**** Texte extrait ****
L’Union européenne demeure l’espace au monde où le socle est le plus solide pour les droits des femmes, le mieux ancré et où les droits humains et les libertés sont les mieux protégés
Par Michèle Idels
Avocate, co-présidente de l’Alliance des femmes pour la démocratie
Elisabeth Nicoli
Avocate, militante du MLF, co-présidente de l’Alliance des femmes pour la démocrat

Notre Europe est aujourd’hui en grand danger. De l’intérieur comme de l’extérieur, avec la montée des égoïsmes nationaux et des nationalismes, et les stratégies d’hégémonie d’États-continents rivaux, de nombreuses forces entendent la réduire, la disloquer, la faire exploser.

Elle est pourtant vitale pour les citoyen.ne.s européen.ne.s et pour toute espérance démocratique.
**** Entrées fournies ****
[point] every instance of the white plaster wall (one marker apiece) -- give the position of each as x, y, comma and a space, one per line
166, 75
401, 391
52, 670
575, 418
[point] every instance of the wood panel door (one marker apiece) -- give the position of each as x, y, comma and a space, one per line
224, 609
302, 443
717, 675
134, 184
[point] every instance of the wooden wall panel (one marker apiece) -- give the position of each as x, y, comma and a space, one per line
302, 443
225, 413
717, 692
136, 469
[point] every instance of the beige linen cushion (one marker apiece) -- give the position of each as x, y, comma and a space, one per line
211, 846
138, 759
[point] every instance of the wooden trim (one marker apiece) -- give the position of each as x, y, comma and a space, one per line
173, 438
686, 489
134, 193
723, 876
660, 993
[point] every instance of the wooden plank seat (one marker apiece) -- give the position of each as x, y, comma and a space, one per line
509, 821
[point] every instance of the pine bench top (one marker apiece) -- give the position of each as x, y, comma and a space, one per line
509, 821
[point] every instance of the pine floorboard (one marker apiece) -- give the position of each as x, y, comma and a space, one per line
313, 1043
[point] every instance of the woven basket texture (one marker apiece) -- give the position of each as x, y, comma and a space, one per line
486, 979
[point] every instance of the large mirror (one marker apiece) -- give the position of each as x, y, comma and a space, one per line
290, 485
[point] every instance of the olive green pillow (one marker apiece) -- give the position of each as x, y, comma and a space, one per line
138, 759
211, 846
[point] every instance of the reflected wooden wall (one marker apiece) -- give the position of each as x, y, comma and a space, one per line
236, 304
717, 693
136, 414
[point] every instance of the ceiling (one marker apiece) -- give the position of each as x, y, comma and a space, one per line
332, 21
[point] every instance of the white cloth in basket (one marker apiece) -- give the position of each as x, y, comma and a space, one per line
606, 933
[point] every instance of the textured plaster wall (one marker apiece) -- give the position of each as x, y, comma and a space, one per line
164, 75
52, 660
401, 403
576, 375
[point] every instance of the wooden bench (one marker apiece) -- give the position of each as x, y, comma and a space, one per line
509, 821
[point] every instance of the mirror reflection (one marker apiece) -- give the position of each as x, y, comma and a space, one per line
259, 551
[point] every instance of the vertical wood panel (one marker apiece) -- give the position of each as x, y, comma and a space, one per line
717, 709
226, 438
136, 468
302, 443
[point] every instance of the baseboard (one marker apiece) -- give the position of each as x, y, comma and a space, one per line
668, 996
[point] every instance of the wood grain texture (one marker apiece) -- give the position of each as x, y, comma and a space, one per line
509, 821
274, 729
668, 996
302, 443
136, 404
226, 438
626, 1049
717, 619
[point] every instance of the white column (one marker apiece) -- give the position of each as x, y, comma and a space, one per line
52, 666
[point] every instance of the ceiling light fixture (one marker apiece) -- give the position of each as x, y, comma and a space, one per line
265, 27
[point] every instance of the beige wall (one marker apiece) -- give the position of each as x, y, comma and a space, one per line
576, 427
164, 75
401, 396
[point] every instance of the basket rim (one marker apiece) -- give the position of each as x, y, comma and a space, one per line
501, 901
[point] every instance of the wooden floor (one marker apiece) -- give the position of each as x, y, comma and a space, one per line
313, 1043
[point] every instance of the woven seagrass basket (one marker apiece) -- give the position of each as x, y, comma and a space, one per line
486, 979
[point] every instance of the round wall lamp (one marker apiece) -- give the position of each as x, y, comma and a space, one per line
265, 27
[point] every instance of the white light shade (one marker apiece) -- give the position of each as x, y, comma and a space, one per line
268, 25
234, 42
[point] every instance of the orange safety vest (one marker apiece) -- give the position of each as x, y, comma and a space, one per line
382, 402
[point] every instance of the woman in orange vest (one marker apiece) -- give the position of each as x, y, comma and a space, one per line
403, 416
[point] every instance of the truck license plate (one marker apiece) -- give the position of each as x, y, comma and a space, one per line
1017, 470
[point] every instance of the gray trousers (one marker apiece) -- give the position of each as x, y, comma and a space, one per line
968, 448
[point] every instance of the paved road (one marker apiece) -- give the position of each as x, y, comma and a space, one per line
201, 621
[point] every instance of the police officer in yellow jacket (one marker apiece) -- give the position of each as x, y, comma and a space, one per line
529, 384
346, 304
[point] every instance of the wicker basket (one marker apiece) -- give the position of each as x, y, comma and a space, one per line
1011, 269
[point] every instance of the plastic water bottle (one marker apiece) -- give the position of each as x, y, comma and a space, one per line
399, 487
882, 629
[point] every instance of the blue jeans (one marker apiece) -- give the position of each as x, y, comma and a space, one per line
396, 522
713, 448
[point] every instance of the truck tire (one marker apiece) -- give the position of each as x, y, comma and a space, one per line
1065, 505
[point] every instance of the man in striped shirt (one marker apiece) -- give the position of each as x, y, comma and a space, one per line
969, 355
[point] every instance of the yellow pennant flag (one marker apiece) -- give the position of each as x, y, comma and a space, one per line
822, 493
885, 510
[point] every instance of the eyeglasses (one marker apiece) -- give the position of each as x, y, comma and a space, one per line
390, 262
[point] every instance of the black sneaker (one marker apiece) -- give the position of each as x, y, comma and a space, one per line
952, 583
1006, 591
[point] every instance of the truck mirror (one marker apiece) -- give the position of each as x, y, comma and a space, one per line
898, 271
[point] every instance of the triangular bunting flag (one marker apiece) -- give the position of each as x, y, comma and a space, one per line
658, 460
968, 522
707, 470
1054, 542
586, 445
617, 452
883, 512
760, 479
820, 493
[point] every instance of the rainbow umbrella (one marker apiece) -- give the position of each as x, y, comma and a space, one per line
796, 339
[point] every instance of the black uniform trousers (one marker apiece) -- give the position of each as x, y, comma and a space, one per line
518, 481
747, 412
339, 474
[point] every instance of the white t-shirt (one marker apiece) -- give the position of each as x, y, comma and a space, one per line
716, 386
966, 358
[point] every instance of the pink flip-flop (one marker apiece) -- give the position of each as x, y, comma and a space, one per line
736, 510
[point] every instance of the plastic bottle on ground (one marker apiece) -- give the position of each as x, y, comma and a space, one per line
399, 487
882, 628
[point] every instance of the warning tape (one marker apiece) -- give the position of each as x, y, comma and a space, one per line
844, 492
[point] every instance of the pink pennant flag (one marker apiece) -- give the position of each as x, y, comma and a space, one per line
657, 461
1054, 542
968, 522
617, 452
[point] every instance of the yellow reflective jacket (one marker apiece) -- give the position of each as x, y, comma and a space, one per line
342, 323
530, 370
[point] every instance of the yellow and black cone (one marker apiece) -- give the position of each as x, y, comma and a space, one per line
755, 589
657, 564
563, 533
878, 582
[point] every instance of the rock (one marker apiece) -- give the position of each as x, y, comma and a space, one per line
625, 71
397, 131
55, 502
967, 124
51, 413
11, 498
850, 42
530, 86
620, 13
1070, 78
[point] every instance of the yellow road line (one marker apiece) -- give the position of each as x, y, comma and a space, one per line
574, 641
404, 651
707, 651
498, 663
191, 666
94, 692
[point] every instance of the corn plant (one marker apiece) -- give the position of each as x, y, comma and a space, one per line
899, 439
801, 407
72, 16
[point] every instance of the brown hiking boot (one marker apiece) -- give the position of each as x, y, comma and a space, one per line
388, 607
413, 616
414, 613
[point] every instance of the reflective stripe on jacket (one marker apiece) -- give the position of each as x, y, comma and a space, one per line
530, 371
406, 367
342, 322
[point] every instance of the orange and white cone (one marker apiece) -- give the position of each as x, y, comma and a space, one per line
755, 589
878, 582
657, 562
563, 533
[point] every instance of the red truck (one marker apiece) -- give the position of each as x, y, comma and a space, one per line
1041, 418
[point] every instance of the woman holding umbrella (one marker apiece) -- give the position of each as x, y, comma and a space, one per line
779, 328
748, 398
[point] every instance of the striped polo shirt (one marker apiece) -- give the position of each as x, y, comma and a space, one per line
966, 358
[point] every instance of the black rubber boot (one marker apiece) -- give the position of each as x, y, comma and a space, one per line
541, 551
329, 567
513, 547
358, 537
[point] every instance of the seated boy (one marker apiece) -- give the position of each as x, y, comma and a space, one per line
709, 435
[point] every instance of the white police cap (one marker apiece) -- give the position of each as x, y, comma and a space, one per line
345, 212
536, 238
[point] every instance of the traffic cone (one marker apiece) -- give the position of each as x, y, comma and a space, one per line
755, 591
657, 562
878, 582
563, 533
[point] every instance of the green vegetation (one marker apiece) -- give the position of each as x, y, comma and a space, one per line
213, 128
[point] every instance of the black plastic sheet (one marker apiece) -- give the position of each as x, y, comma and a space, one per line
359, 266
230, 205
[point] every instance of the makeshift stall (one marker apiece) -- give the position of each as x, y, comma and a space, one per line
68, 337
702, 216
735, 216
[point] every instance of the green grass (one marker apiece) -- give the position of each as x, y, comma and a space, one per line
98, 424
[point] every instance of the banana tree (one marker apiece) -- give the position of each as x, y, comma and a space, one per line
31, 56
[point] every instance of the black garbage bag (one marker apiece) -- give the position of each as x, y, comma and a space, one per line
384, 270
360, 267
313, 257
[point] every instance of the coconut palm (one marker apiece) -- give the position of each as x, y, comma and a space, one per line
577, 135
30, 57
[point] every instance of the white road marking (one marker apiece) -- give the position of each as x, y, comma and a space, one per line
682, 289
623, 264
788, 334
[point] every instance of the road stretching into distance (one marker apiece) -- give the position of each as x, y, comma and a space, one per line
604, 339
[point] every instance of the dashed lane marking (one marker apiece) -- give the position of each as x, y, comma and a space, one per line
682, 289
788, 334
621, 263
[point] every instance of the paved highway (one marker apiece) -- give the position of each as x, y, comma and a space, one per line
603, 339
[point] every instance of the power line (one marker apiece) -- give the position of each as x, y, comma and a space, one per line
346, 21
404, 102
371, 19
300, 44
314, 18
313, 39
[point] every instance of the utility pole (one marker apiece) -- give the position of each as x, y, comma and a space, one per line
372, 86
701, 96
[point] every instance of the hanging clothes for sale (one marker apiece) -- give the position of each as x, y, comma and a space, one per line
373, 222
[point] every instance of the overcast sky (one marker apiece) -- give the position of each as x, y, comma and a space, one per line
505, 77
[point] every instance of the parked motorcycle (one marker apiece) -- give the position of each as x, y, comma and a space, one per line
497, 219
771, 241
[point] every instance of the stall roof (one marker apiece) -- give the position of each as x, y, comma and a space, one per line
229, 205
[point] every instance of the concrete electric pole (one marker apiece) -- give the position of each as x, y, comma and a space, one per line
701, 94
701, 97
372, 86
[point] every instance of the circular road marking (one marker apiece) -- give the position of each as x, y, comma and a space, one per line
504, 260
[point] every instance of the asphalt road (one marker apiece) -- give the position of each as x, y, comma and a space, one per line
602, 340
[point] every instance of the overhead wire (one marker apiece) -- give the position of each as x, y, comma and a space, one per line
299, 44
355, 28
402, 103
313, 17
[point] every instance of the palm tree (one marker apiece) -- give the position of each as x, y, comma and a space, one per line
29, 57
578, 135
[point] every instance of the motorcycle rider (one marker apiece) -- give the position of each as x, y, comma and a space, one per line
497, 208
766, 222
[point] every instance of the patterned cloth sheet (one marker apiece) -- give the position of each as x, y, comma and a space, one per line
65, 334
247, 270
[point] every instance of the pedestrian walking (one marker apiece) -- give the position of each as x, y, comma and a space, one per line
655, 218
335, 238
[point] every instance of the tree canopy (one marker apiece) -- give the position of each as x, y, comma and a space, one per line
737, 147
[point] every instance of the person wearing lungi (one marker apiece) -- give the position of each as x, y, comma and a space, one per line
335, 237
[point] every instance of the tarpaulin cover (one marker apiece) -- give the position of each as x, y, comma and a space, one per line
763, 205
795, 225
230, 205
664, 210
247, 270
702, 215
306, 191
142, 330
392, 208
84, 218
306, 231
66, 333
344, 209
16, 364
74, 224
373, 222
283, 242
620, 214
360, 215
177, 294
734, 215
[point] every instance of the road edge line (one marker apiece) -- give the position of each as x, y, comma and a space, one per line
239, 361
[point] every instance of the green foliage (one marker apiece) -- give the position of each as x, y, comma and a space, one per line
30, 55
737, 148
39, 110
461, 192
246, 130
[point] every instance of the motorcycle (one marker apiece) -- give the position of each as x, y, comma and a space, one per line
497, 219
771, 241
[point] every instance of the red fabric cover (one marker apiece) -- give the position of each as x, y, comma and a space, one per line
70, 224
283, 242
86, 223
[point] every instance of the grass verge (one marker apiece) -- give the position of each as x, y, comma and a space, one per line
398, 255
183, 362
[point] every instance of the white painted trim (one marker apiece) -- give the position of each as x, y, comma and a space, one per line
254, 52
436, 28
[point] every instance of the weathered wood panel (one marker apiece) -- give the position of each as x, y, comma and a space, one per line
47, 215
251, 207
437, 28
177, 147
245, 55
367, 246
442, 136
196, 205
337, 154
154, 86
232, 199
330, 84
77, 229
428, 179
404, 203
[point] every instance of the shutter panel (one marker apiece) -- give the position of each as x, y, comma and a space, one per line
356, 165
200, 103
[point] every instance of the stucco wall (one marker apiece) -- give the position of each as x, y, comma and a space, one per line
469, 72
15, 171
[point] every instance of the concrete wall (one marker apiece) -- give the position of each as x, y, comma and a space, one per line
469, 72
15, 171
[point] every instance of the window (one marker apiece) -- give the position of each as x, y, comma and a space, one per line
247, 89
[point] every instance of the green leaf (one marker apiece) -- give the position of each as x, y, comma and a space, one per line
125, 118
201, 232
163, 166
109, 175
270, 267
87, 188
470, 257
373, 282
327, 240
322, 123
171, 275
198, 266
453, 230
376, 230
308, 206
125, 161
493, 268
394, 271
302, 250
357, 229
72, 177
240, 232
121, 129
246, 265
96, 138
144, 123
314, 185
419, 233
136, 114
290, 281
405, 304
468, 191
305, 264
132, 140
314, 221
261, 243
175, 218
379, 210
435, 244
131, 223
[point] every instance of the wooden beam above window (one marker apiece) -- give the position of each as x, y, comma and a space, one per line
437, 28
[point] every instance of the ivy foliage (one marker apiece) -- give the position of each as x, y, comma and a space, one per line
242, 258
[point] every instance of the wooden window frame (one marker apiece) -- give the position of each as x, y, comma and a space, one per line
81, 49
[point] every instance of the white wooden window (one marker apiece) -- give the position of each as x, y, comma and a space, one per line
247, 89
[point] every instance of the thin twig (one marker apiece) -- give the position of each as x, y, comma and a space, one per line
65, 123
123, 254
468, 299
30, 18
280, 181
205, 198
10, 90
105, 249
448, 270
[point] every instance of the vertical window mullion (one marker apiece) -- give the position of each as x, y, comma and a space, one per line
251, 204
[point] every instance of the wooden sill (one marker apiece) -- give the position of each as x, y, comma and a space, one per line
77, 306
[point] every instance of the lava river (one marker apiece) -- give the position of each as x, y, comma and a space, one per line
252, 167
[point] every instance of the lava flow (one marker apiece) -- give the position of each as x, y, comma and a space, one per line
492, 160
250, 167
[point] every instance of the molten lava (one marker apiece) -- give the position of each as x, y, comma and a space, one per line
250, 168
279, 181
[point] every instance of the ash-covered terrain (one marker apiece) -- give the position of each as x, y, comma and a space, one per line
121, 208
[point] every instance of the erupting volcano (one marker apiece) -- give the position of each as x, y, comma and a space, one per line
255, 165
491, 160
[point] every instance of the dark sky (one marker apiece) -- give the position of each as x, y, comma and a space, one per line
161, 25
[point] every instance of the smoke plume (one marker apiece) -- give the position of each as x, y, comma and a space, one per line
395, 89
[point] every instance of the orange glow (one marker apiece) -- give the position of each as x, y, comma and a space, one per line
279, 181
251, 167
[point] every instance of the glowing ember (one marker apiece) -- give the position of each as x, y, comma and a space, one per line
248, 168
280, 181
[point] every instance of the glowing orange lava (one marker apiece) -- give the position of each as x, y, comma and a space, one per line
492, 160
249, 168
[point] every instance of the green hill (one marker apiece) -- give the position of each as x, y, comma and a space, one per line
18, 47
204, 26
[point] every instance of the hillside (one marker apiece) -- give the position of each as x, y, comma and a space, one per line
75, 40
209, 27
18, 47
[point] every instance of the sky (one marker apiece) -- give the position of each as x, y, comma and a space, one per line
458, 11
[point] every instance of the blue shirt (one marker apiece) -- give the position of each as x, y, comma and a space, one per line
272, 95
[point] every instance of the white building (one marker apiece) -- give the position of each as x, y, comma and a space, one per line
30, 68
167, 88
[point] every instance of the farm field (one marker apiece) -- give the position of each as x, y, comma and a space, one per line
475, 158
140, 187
****
> [Consigne donnée 1]
Relevez dans le texte extrait toutes les actions que de nombreuses forces entendent faire subir à l'Europe.
> [Consigne donnée 2]
Citez, s'il vous plaît, le texte extrait en commençant à «Notre Europe est» et en terminant à «toute espérance démocratique.».
> [Consigne donnée 3]
Résumez le texte extrait en deux phrases.

> [Résultat final 1]
la réduire, la disloquer, la faire exploser

> [Résultat final 2]
Notre Europe est aujourd’hui en grand danger. De l’intérieur comme de l’extérieur, avec la montée des égoïsmes nationaux et des nationalismes, et les stratégies d’hégémonie d’États-continents rivaux, de nombreuses forces entendent la réduire, la disloquer, la faire exploser.

Elle est pourtant vitale pour les citoyen.ne.s européen.ne.s et pour toute espérance démocratique.

> [Résultat final 3]
L'Union européenne est présentée comme l'espace au monde où le socle des droits des femmes est le plus solide et où les droits humains et les libertés sont les mieux protégés. Menacée de l'intérieur comme de l'extérieur par la montée des égoïsmes nationaux, des nationalismes et les stratégies d'hégémonie d'États-continents rivaux, elle reste pourtant vitale pour les citoyennes et citoyens européens et pour toute espérance démocratique.